- _PROBLEM TO WORK ON_:
Rewrite every record below as a two-column CSV with the headers instruction and output, one row per record holding its text and its answer. Put each value in a single quoted field, turning line breaks into spaces.

☆ ☆ ☆ ☆

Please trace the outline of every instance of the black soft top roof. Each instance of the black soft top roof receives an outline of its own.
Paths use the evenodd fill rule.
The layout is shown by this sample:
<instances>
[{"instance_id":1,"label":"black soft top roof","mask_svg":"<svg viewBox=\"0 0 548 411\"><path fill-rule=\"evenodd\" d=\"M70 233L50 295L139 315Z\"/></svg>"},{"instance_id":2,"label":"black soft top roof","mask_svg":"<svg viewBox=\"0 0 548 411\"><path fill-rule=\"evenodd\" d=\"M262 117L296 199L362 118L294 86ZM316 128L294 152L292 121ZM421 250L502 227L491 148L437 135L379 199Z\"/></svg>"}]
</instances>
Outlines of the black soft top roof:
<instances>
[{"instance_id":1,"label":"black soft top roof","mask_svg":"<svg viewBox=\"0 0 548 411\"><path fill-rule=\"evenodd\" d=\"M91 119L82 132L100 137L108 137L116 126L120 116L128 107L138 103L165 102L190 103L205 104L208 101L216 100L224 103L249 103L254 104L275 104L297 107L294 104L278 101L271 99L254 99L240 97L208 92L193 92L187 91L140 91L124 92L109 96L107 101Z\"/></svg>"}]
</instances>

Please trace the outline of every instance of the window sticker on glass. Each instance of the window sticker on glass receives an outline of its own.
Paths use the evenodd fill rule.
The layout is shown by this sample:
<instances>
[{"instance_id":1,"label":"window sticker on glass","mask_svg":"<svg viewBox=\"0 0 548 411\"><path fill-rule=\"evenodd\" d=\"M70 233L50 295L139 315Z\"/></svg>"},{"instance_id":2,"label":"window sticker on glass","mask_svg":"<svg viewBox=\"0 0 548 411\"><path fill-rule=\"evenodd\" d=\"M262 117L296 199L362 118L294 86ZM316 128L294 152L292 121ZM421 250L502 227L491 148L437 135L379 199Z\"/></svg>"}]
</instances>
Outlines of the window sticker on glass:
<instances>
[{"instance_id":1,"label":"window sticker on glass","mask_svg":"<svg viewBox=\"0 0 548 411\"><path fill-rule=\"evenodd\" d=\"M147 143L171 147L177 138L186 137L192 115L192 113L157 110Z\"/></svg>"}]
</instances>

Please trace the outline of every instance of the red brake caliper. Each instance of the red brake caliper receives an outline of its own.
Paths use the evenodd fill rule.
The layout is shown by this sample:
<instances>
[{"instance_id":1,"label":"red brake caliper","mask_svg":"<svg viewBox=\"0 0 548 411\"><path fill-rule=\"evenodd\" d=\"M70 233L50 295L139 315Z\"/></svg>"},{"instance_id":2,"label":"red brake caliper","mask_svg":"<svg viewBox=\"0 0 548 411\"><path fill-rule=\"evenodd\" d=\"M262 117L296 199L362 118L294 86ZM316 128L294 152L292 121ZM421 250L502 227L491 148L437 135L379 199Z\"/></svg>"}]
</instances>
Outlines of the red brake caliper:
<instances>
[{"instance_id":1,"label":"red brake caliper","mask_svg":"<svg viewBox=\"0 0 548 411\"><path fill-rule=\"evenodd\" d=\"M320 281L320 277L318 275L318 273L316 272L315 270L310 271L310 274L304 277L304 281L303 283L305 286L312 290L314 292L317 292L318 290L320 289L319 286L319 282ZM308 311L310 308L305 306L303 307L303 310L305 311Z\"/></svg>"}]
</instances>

☆ ☆ ☆ ☆

- _SOLUTION TO THIS PROBLEM_:
instruction,output
"Please trace the outline of every instance of the black soft top roof. Each instance of the black soft top roof receives an outline of its own. Paths use the evenodd fill rule. The layout is shown by this sample: <instances> [{""instance_id"":1,""label"":""black soft top roof"",""mask_svg"":""<svg viewBox=\""0 0 548 411\""><path fill-rule=\""evenodd\"" d=\""M70 233L50 295L139 315Z\""/></svg>""},{""instance_id"":2,""label"":""black soft top roof"",""mask_svg"":""<svg viewBox=\""0 0 548 411\""><path fill-rule=\""evenodd\"" d=\""M262 117L296 199L362 118L294 86ZM316 128L294 152L292 121ZM421 250L502 227L491 148L437 135L379 199Z\""/></svg>""}] </instances> Outlines of the black soft top roof:","<instances> [{""instance_id"":1,""label"":""black soft top roof"",""mask_svg"":""<svg viewBox=\""0 0 548 411\""><path fill-rule=\""evenodd\"" d=\""M91 119L82 132L100 137L108 137L116 126L120 116L128 107L138 103L165 102L190 103L205 104L208 101L216 100L224 103L249 103L254 104L275 104L297 107L294 104L278 101L271 99L254 99L240 97L208 92L193 92L187 91L140 91L124 92L109 96L107 101Z\""/></svg>""}] </instances>"
"Please trace the outline of every instance of the window sticker on glass. Each instance of the window sticker on glass receives an outline of its own. Paths use the evenodd fill rule. The layout is shown by this sample: <instances> [{""instance_id"":1,""label"":""window sticker on glass"",""mask_svg"":""<svg viewBox=\""0 0 548 411\""><path fill-rule=\""evenodd\"" d=\""M70 233L50 295L139 315Z\""/></svg>""},{""instance_id"":2,""label"":""window sticker on glass"",""mask_svg"":""<svg viewBox=\""0 0 548 411\""><path fill-rule=\""evenodd\"" d=\""M262 117L296 199L362 118L294 86ZM316 128L294 152L292 121ZM421 250L502 227L491 148L437 135L379 199Z\""/></svg>""}] </instances> Outlines of the window sticker on glass:","<instances> [{""instance_id"":1,""label"":""window sticker on glass"",""mask_svg"":""<svg viewBox=\""0 0 548 411\""><path fill-rule=\""evenodd\"" d=\""M147 143L171 147L177 138L186 137L192 115L192 113L157 110Z\""/></svg>""}] </instances>"
"Please trace the outline of every instance of the red brake caliper. Each instance of the red brake caliper receives an outline of its own. Paths use the evenodd fill rule. The layout is shown by this sample: <instances> [{""instance_id"":1,""label"":""red brake caliper"",""mask_svg"":""<svg viewBox=\""0 0 548 411\""><path fill-rule=\""evenodd\"" d=\""M70 233L50 295L139 315Z\""/></svg>""},{""instance_id"":2,""label"":""red brake caliper"",""mask_svg"":""<svg viewBox=\""0 0 548 411\""><path fill-rule=\""evenodd\"" d=\""M262 117L296 199L362 118L294 86ZM316 128L294 152L292 121ZM421 250L502 227L491 148L437 135L379 199Z\""/></svg>""}] </instances> Outlines of the red brake caliper:","<instances> [{""instance_id"":1,""label"":""red brake caliper"",""mask_svg"":""<svg viewBox=\""0 0 548 411\""><path fill-rule=\""evenodd\"" d=\""M320 281L320 277L318 275L318 273L316 272L315 270L310 271L310 274L304 277L304 281L303 283L305 286L312 290L314 292L317 292L318 290L320 289L319 286L319 282ZM308 311L310 308L305 306L303 307L303 310L305 311Z\""/></svg>""}] </instances>"